--- Start Record list ---

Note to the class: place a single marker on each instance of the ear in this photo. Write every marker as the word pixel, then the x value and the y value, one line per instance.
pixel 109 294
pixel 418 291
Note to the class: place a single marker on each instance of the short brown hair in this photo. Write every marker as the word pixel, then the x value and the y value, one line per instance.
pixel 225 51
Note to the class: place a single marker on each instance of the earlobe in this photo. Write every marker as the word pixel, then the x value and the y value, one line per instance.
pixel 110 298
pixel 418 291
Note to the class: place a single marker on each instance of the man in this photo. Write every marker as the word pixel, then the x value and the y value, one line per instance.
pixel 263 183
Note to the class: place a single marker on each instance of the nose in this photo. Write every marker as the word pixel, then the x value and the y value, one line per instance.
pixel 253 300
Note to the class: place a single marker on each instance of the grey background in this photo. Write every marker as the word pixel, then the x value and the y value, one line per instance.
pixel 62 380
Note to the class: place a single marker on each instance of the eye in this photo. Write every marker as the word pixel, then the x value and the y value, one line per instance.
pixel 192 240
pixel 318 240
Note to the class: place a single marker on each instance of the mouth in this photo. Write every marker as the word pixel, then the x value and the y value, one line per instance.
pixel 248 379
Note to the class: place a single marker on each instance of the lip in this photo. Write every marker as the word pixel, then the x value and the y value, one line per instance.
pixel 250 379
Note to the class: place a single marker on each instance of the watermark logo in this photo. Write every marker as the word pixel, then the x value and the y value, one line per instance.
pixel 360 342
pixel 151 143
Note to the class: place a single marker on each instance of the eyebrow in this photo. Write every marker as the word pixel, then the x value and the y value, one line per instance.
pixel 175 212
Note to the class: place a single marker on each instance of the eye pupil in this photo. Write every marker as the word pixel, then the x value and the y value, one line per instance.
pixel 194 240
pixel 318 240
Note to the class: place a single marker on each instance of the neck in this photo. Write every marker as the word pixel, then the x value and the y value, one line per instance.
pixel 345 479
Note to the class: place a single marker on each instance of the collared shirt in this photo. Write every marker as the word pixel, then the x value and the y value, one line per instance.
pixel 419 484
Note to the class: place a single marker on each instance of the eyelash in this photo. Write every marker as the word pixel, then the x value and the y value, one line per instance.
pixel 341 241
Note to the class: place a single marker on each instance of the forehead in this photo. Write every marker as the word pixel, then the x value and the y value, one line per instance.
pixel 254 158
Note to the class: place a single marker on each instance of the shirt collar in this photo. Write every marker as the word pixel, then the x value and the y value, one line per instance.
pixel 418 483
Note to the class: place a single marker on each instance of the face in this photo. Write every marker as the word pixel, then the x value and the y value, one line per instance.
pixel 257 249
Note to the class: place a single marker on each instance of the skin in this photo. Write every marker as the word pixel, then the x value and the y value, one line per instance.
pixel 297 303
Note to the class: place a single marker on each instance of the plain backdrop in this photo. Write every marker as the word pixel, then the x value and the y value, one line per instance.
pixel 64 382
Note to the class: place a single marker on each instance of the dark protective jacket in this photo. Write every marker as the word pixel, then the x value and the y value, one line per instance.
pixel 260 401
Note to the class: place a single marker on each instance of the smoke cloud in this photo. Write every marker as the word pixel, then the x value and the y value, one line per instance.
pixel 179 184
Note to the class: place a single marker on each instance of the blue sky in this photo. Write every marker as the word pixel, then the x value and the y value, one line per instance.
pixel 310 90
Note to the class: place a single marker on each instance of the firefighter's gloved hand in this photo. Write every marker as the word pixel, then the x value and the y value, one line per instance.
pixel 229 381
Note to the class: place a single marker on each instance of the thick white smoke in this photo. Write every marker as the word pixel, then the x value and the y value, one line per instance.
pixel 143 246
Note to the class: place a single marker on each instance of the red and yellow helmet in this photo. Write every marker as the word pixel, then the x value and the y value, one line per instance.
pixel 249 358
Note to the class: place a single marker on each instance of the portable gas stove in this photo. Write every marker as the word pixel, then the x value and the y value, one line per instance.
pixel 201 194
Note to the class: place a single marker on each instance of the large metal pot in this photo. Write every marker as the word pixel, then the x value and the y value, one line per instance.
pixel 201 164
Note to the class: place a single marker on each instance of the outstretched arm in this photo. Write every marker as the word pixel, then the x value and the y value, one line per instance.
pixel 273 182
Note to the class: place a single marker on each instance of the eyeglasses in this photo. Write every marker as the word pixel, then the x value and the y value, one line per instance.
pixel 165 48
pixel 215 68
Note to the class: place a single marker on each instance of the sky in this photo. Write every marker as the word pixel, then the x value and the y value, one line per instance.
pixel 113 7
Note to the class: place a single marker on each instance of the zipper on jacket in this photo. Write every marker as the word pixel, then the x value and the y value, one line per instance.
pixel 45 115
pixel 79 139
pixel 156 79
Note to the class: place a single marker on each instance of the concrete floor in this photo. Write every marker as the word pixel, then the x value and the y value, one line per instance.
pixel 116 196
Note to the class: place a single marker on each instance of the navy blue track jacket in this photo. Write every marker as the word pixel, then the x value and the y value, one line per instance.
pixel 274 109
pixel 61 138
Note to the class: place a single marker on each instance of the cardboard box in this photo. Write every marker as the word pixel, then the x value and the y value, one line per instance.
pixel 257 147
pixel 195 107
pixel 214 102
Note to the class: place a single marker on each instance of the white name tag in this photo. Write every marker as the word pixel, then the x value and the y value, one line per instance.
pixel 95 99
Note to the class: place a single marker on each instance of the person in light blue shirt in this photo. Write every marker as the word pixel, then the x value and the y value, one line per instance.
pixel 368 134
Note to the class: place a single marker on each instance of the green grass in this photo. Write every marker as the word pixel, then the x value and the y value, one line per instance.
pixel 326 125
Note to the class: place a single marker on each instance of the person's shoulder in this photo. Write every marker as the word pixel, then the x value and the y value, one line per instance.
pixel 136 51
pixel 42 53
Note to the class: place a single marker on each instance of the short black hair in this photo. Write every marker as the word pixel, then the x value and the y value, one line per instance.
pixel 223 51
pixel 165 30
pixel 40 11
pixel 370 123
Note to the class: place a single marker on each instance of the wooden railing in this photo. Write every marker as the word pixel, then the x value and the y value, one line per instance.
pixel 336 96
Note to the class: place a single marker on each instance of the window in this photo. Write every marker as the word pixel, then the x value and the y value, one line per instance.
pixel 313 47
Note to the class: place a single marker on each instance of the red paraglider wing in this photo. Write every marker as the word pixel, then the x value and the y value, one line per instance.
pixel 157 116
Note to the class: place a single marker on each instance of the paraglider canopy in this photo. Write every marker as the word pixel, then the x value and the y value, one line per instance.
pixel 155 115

--- End Record list ---

What needs to be done
Copy the material above word for word, from its first line through its last.

Result for this exercise
Note to the class: place a single marker on each instance of the ear in this photo. Write every marker as the word pixel, then the x value and the y value, one line per instance.
pixel 109 294
pixel 418 291
Note to the class: place a single marker on each instance of the short brown hair in this photo. Write every marker as the word pixel, then the x value and the y value, one line per instance.
pixel 225 51
Note to the class: place a single marker on each instance of the earlobe in this photo. Write every marker as the word pixel, then the x value and the y value, one line per instance.
pixel 110 298
pixel 418 291
Note to the class: place a single marker on each instance of the man in this photo. Write every marker as the word pixel, then the x value and the y value, one line per instance.
pixel 263 183
Note to the class: place a single marker on each instance of the nose in this photo. Write every marker as the word pixel, then the x value and the y value, one line per instance.
pixel 253 300
Note to the class: place a single marker on each instance of the grey background in this photo. Write every marker as the word pixel, then the x value and the y value, one line per instance.
pixel 62 380
Note to the class: place a single marker on each instance of the eye in this photo. Write every marker as the word pixel, then the x value and the y value, one line per instance.
pixel 192 240
pixel 318 240
Note to the class: place a single marker on each instance of the mouth in this photo. Write every marker as the word pixel, then the x value and the y value, one line per instance.
pixel 248 379
Note to the class: place a single marker on each instance of the lip in this photo. Write every marker as the word pixel, then the x value and the y value, one line per instance.
pixel 250 379
Note to the class: place a single marker on each instance of the watermark logo in this photo. Write every marker as the word pixel, then the x value and the y value, one line per instance.
pixel 360 342
pixel 151 143
Note to the class: place a single marker on each instance of the eyebrow in this photo. Write every marker as the word pixel, then the x value and the y value, one line per instance.
pixel 175 212
Note to the class: place a single marker on each instance of the eye pupil in this photo. Write every marker as the word pixel, then the x value and the y value, one line per instance.
pixel 194 240
pixel 318 240
Note to the class: place a single marker on each instance of the neck in this photo. Write every marker as the word pixel, then the x value and the y value, one line per instance.
pixel 345 479
Note to the class: place a single marker on each instance of the collared shirt in this photo. Write every marker as the word pixel, then the x value and the y value, one line per instance.
pixel 419 484
Note to the class: place a single marker on each instance of the eyelash in this photo. Write every marker as the word pixel, then the x value and the y value, one line per instance.
pixel 341 241
Note to the class: place a single marker on each instance of the forehead in this photo. Write every marker as the word pixel, then the x value and the y value, one line per instance.
pixel 254 158
Note to the class: place a single marker on each instance of the shirt collar in this photo. Write every marker as the word pixel, then the x value and the y value, one line per instance.
pixel 418 483
Note to the class: place a single marker on each instance of the face in this photo. Write every marker as the word pixel, then the x value and the y value, one line per instance.
pixel 257 249
Note to the class: place a single marker on each instance of the skin in this photo. Write every marker as the word pixel, then the x value and the y value, one line per instance.
pixel 297 303
Note to the class: place a single marker on each instance of the plain backdrop in this photo. Write every marker as the word pixel, then the x value and the y value, one line per instance.
pixel 64 382
Note to the class: place a single marker on each instance of the dark protective jacket in this photo. Write every marker as the word pixel, then the x value and the y value, one line per instance.
pixel 260 401
Note to the class: place a single marker on each instance of the smoke cloud in this photo. Write every marker as the word pixel, then the x value and the y value, one line per instance.
pixel 179 184
Note to the class: place a single marker on each instance of the blue sky in this photo. Write every marker as the word pixel, then the x value and the y value, one line per instance.
pixel 310 90
Note to the class: place a single marker on each instance of the firefighter's gloved hand in this photo. Write every marker as the word pixel, then the x value and the y value, one line per instance.
pixel 229 381
Note to the class: place a single marker on each instance of the thick white smoke in this photo. Write every marker as the word pixel, then the x value and the y value, one line per instance.
pixel 143 246
Note to the class: place a single marker on each instance of the red and yellow helmet in this photo. Write every marker as the word pixel, then the x value and the y value, one line per instance.
pixel 249 358
Note to the class: place a single marker on each instance of the portable gas stove in this photo. Write every marker as the word pixel, then the x value and the y value, one line per instance.
pixel 201 194
Note to the class: place a single marker on each instance of the large metal pot in this photo. Write every marker as the word pixel, then the x value and the y value, one line per instance.
pixel 201 164
Note to the class: place a single marker on each instance of the outstretched arm in this photo. Write every marker as the word pixel, then the x value and the y value, one line per instance.
pixel 273 182
Note to the class: place a single marker on each instance of the eyeglasses in this photo. Write every marker as the word pixel, then the x value and the y value, one line per instance.
pixel 165 48
pixel 215 68
Note to the class: place a single marker on each instance of the sky in this photo. Write every marker as the word pixel, then the x value and the y value, one line per instance.
pixel 113 7
Note to the class: place a single marker on each instance of the zipper on jacket in this photo. Write every marker as the word pixel, then the x value and the y value, one line per instance.
pixel 45 115
pixel 79 139
pixel 156 79
Note to the class: place a single marker on each instance of the concrete floor in this photo. Write every marker as the word pixel, then the x value and the y value, one line per instance.
pixel 116 196
Note to the class: place a single marker on each instance of the navy blue track jacket in this photo. Write every marker as the word pixel, then the x value and the y value, one line per instance.
pixel 274 109
pixel 61 138
Note to the class: place a single marker on each instance of the cardboard box in this photo. Write every marker as the word pixel, then the x value and the y value, one line per instance.
pixel 257 147
pixel 195 107
pixel 214 102
Note to the class: place a single marker on each instance of the white name tag in this photo. Write every marker as the word pixel, then the x value and the y value, one line per instance.
pixel 95 99
Note to the class: place a single marker on each instance of the person in light blue shirt in this photo. Write every marker as the word pixel, then the x value and the y value, one line per instance.
pixel 368 134
Note to the class: place a single marker on each instance of the green grass in this photo. Write every marker as the word pixel, then the x value and the y value, one line per instance.
pixel 326 125
Note to the class: place a single marker on each instance of the person's shoulder in this photo. Write every marker as the word pixel, then the x value and the y value, one line per instance.
pixel 136 51
pixel 42 53
Note to the class: place a single marker on each instance of the short black hair in this photo. Write every marker as the word pixel, then the x value and the y value, one line per instance.
pixel 223 51
pixel 165 30
pixel 40 11
pixel 370 123
Note to the class: place a single marker on each instance of the wooden railing in this photo. Write every marker as the word pixel, then the x value and the y value, one line per instance.
pixel 336 96
Note to the class: place a single marker on each instance of the window in this photo. Write every marker as the word pixel, then the x value and the y value, one line per instance.
pixel 313 47
Note to the class: place a single marker on each instance of the red paraglider wing in this photo. Write every marker as the word pixel, then the x value and the y value, one line per instance.
pixel 157 116
Note to the class: place a single marker on each instance of the paraglider canopy in this photo. Write every marker as the word pixel, then the x value and the y value, one line per instance.
pixel 155 115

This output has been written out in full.